● REQUIRED WORK: Extract every line of the data below that contains the word "paper".

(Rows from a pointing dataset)
BEGIN

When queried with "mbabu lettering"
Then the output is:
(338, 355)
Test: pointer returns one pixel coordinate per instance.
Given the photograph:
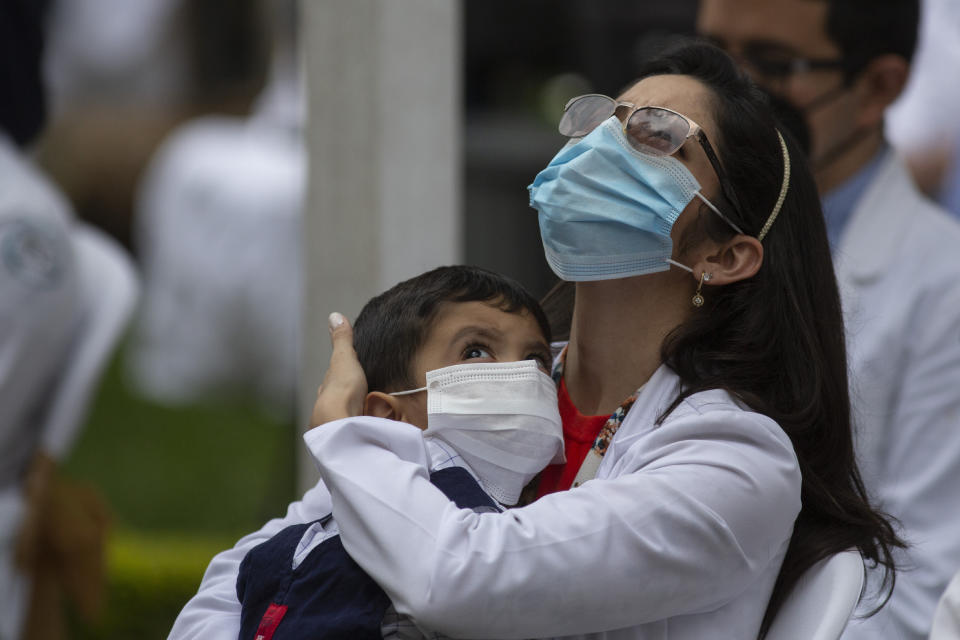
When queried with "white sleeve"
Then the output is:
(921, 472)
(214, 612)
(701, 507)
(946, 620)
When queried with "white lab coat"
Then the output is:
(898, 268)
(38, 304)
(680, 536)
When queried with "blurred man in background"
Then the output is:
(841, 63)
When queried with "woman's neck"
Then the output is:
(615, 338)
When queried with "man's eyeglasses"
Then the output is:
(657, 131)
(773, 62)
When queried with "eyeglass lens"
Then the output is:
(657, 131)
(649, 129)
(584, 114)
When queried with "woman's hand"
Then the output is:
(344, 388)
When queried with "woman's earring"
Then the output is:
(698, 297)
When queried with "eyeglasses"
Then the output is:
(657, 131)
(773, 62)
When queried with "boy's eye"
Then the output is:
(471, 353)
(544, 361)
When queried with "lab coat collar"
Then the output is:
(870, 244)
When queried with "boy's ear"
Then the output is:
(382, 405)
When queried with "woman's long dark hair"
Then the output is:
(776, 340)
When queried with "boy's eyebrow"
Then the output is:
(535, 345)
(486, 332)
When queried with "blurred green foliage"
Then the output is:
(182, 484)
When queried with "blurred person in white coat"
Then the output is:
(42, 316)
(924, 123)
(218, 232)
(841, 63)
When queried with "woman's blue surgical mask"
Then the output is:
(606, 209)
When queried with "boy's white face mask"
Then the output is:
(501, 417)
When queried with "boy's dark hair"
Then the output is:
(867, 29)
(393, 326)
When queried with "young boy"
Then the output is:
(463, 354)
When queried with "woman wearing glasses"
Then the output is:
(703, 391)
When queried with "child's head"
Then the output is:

END
BEGIN

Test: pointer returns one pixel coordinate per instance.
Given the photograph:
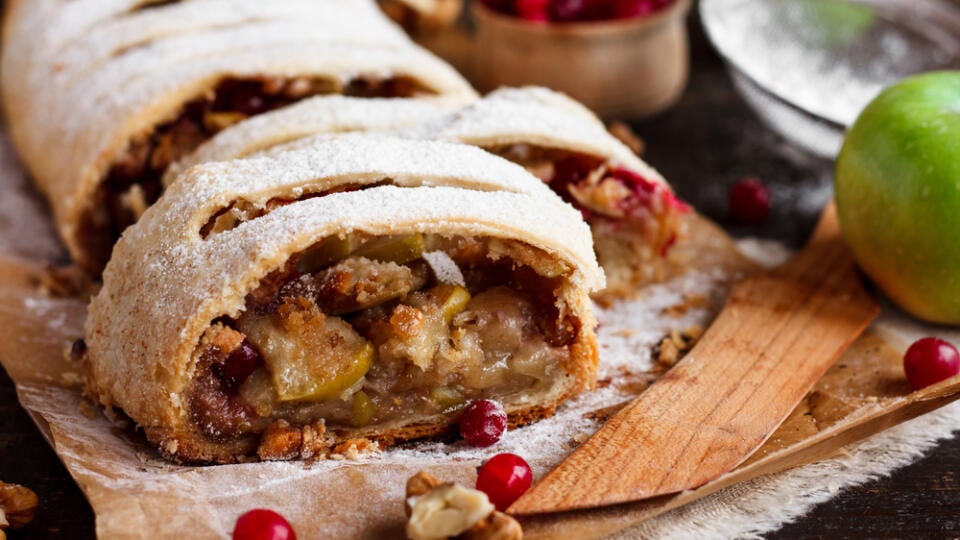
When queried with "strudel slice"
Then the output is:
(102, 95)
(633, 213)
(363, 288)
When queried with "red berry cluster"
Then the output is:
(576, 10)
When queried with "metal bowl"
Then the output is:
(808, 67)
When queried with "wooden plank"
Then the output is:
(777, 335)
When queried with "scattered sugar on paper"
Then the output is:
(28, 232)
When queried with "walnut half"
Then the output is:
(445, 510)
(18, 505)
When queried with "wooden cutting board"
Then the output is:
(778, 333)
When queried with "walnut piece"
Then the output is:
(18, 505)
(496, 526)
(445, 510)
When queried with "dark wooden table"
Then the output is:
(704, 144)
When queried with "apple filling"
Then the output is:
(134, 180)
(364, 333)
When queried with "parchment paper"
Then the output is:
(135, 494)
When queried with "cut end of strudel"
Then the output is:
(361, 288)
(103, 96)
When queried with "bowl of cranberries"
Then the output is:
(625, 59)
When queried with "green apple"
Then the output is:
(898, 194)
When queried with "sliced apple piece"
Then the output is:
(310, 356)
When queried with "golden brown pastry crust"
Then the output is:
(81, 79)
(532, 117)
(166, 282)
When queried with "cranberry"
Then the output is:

END

● EXERCISE SOLUTION:
When queried with "scattered sugar on paper"
When queried with "parchment paper"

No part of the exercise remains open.